**Task to carry out**
Write out the whole listing again, exactly as given.

__________

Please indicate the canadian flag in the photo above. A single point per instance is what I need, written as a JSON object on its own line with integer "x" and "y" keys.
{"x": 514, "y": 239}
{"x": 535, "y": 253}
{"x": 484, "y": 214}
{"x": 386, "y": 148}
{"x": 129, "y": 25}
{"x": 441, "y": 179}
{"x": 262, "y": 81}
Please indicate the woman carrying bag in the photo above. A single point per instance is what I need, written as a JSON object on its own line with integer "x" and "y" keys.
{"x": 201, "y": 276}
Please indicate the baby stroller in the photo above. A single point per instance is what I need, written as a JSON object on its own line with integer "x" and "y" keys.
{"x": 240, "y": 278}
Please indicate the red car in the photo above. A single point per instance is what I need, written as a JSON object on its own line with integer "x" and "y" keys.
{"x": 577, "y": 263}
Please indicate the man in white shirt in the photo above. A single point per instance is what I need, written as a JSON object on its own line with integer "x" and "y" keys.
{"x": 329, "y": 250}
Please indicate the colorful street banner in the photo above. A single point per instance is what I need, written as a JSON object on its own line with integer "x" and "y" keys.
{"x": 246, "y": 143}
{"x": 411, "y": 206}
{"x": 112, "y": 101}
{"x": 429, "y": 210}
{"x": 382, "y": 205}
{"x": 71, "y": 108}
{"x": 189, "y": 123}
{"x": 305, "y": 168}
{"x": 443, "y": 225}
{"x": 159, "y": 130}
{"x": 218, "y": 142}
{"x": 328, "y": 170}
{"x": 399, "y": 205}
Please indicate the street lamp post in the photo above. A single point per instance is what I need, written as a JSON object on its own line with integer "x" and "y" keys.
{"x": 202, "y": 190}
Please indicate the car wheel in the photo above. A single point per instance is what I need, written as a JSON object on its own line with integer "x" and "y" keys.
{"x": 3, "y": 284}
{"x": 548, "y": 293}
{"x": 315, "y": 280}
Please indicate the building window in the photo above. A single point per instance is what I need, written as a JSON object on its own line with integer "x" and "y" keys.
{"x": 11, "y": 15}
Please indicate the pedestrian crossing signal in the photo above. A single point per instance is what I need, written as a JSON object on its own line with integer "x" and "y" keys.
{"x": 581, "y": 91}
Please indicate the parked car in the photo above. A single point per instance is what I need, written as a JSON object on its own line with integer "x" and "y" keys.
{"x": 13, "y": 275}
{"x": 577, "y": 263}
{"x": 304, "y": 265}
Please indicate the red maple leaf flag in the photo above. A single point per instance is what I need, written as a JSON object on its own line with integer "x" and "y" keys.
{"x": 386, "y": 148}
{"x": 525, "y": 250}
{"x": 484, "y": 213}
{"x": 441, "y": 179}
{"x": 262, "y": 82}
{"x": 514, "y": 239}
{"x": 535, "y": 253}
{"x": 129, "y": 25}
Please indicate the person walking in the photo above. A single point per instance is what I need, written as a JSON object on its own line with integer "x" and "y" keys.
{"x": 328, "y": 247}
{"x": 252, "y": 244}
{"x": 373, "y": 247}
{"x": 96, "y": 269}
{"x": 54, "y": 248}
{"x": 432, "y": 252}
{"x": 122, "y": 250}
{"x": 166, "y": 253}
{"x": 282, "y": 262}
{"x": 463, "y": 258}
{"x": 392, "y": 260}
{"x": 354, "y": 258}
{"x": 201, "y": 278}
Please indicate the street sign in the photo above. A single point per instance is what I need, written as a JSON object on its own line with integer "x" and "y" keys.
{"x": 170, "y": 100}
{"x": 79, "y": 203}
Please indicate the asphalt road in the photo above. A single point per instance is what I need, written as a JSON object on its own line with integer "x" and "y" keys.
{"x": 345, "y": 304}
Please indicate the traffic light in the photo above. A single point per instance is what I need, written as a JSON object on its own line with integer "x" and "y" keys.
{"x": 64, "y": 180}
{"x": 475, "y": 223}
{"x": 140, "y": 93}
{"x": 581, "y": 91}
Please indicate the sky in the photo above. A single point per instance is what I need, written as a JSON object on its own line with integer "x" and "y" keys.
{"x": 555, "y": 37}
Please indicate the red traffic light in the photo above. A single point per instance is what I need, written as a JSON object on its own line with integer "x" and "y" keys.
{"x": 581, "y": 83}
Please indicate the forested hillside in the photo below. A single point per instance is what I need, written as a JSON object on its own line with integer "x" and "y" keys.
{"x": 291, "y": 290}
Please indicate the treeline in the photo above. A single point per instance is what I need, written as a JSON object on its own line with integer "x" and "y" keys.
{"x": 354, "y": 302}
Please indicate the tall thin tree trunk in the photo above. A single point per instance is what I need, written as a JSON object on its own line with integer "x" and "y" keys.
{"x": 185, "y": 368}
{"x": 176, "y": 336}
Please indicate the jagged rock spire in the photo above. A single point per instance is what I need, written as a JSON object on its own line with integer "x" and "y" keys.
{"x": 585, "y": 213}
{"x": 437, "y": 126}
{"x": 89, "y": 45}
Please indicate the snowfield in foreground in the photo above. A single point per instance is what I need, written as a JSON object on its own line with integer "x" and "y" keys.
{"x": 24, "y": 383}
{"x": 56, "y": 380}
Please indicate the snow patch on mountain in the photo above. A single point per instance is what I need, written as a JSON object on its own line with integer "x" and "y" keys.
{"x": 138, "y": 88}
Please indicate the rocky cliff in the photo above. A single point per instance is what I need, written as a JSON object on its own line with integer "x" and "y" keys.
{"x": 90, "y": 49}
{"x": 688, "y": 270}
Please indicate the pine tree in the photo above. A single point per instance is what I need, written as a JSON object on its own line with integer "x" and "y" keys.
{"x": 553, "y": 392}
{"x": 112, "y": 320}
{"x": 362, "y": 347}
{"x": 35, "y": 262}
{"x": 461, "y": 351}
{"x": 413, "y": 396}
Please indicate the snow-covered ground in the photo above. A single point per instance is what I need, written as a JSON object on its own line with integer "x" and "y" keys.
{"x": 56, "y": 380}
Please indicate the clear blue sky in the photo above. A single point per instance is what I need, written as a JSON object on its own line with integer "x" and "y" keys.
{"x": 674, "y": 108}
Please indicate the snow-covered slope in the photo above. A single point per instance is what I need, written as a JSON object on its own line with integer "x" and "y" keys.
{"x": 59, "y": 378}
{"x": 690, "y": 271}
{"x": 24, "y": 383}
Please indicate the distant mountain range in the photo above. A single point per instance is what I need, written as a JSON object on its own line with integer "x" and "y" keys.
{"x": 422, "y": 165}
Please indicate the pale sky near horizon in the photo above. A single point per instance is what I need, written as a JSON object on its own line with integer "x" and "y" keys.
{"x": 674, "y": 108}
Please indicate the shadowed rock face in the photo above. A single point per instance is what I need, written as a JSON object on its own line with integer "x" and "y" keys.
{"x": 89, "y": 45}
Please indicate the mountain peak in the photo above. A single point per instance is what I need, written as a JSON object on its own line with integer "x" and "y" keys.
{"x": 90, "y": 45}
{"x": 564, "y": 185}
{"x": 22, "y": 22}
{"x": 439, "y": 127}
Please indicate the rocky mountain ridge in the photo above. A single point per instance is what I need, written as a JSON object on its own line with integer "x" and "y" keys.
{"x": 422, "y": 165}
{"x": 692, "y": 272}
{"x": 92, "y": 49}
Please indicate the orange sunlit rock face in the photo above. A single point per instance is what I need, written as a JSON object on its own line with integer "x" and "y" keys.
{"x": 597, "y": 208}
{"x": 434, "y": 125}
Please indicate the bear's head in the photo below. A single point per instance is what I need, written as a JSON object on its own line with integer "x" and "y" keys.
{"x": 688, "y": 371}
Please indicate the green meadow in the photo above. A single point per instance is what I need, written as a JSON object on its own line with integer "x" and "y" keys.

__________

**Answer for this exercise**
Please indicate the canadian flag in the photo above. A single point per instance is what I need, written as a JSON object on its own line with integer "x" and "y" keys.
{"x": 514, "y": 239}
{"x": 535, "y": 253}
{"x": 484, "y": 214}
{"x": 386, "y": 148}
{"x": 129, "y": 25}
{"x": 441, "y": 179}
{"x": 262, "y": 81}
Please indicate the woman carrying bag in the photo above. A single point per instance is what I need, written as a JSON object on its own line with integer "x" and "y" keys.
{"x": 201, "y": 276}
Please indicate the baby stroller in the photo above. A single point per instance is what I need, written as a JSON object on its own line with integer "x" and "y" keys.
{"x": 240, "y": 278}
Please indicate the red car in the photo above. A single point per instance is what I need, written as a JSON object on its own line with integer "x" and "y" keys.
{"x": 577, "y": 263}
Please indicate the man in white shirt in the photo above. A single point per instance is what I need, written as a JSON object on its own line with integer "x" and "y" keys.
{"x": 329, "y": 250}
Please indicate the colorful street banner in the photo above. A single point per instance is what I need, written as a JSON object on its own line with integer "x" and "y" keys.
{"x": 246, "y": 143}
{"x": 411, "y": 206}
{"x": 112, "y": 101}
{"x": 429, "y": 210}
{"x": 382, "y": 205}
{"x": 71, "y": 108}
{"x": 189, "y": 123}
{"x": 305, "y": 168}
{"x": 443, "y": 225}
{"x": 159, "y": 130}
{"x": 218, "y": 142}
{"x": 328, "y": 170}
{"x": 399, "y": 205}
Please indicate the street lamp post in the photo above. A single point per instance is what I need, written as a JSON object on its own line with integer "x" and "y" keys.
{"x": 202, "y": 190}
Please indicate the car wheel in the photo above. A single point per instance is what I need, written as a JSON object on its own line with integer "x" and "y" keys.
{"x": 3, "y": 284}
{"x": 548, "y": 293}
{"x": 315, "y": 280}
Please indicate the building window in the photo above. A single point per instance is what I need, written as a JSON object on its own line with integer "x" and "y" keys.
{"x": 11, "y": 15}
Please indicate the pedestrian crossing signal in the photo above. A single point per instance is what I need, written as a JSON object on its own line with integer "x" and "y" keys.
{"x": 581, "y": 91}
Please indicate the parked car in the photo above. A single point per instance is what I need, written as a JSON object on its own line with integer "x" and "y" keys.
{"x": 13, "y": 275}
{"x": 577, "y": 263}
{"x": 304, "y": 265}
Please indicate the red maple leaf flag in the photo above. A single point per instance is what I need, written as a JSON object on its own line with integer "x" and "y" keys.
{"x": 386, "y": 148}
{"x": 525, "y": 250}
{"x": 484, "y": 213}
{"x": 441, "y": 179}
{"x": 262, "y": 82}
{"x": 514, "y": 239}
{"x": 535, "y": 253}
{"x": 129, "y": 25}
Please indicate the person walking in the photo above. A single point per instance is what I need, written as a JSON object on its own line with integer "x" and "y" keys.
{"x": 328, "y": 247}
{"x": 252, "y": 244}
{"x": 373, "y": 247}
{"x": 96, "y": 269}
{"x": 54, "y": 248}
{"x": 432, "y": 252}
{"x": 122, "y": 250}
{"x": 166, "y": 253}
{"x": 282, "y": 262}
{"x": 463, "y": 258}
{"x": 392, "y": 260}
{"x": 354, "y": 258}
{"x": 201, "y": 278}
Please indicate the street sign in the photo above. A single point per instance is what I need, written as a JSON object on its own line with integer "x" and "y" keys.
{"x": 170, "y": 100}
{"x": 79, "y": 203}
Please indicate the asphalt road in the photo above. A single point per instance is what I need, written as a JSON object on its own line with integer "x" and "y" keys.
{"x": 345, "y": 304}
Please indicate the traffic light in the photo above. A single point per instance is what I need, written as a JSON object on its own line with integer "x" and "y" keys.
{"x": 64, "y": 180}
{"x": 475, "y": 223}
{"x": 140, "y": 93}
{"x": 581, "y": 91}
Please indicate the sky in the photo above. A single point per instance is what I need, written as a JSON object on its own line with integer "x" and "y" keys.
{"x": 555, "y": 37}
Please indicate the red traffic light in the photo above. A single point per instance is what I need, written as a JSON object on its own line with integer "x" and "y" keys.
{"x": 581, "y": 83}
Please indicate the forested hillside in the photo below. A single point per instance is what I need, written as a JSON object on its own line with integer "x" and "y" keys.
{"x": 291, "y": 290}
Please indicate the treeline in the photo above. A single point per instance is what I need, written as a JSON object on its own line with integer "x" and "y" keys.
{"x": 354, "y": 302}
Please indicate the tall thin tree trunk in the photo above. A single point per instance is what I need, written as a JSON object on its own line with integer "x" and "y" keys.
{"x": 185, "y": 368}
{"x": 176, "y": 336}
Please indicate the jagged rock spire in the photo above. A single point per instance is what I need, written as a JSON object on its own line with integer "x" and "y" keys.
{"x": 585, "y": 213}
{"x": 437, "y": 126}
{"x": 89, "y": 45}
Please indicate the snowfield in foreground in the photo above. A single point per instance is what I need, written as a JSON object on its own line with integer "x" and "y" keys.
{"x": 24, "y": 383}
{"x": 56, "y": 380}
Please indicate the snow patch on mountain in the photo above. A single point per instance is what I need, written as a JSON object on its own line with integer "x" and "y" keys.
{"x": 138, "y": 88}
Please indicate the rocky cliff in the photo above. A single point per instance is what I need, written as a JSON object on its own line with integer "x" and "y" keys.
{"x": 90, "y": 49}
{"x": 688, "y": 270}
Please indicate the pine tree in the photo above. A single point per instance is what I need, written as a JSON object on its own line with integer "x" and "y" keys.
{"x": 553, "y": 392}
{"x": 112, "y": 320}
{"x": 362, "y": 347}
{"x": 35, "y": 262}
{"x": 461, "y": 351}
{"x": 413, "y": 396}
Please indicate the snow-covered ground in the photo above. A single point per instance is what I need, written as a JSON object on its own line with integer "x" and "y" keys.
{"x": 56, "y": 380}
Please indicate the clear blue sky in the photo above. A single point per instance is what I need, written as a JSON object on its own line with integer "x" and "y" keys.
{"x": 674, "y": 108}
Please indicate the snow-covered slope in the photo above. A single point per instance is what I need, written as a JSON object on its own line with integer "x" and "y" keys.
{"x": 59, "y": 378}
{"x": 690, "y": 271}
{"x": 24, "y": 383}
Please indicate the distant mountain range in the photo above. A single point per instance is what I need, written as a JSON object on its own line with integer "x" and "y" keys.
{"x": 422, "y": 165}
Please indicate the pale sky near horizon in the photo above. A single point per instance is what I need, written as a JSON object on its own line with integer "x" and "y" keys.
{"x": 674, "y": 108}
Please indicate the shadowed rock face in the photo above. A single point per instance is what I need, written as a JSON object on its own line with integer "x" and "y" keys.
{"x": 89, "y": 45}
Please indicate the mountain peak in the photo above. A single point per instance is what I need, written as a JSON object on its own line with integer "x" and "y" keys.
{"x": 90, "y": 45}
{"x": 564, "y": 185}
{"x": 22, "y": 22}
{"x": 439, "y": 127}
Please indicate the rocky mountain ridge in the photo above. A single point per instance is what I need, written as a JSON object on its own line with integer "x" and "y" keys.
{"x": 422, "y": 165}
{"x": 692, "y": 272}
{"x": 92, "y": 49}
Please indicate the orange sunlit rock face in the photo above. A single point per instance is what I need, written as a JSON object on its own line with integer "x" and "y" keys.
{"x": 597, "y": 208}
{"x": 434, "y": 125}
Please indicate the bear's head in the photo below. A single point per instance is what I need, written as a JSON object on its own line with integer "x" and "y" keys.
{"x": 688, "y": 371}
Please indicate the green meadow in the photo above. A single point per instance is what I need, written as a JSON object on its own line with integer "x" and "y" keys.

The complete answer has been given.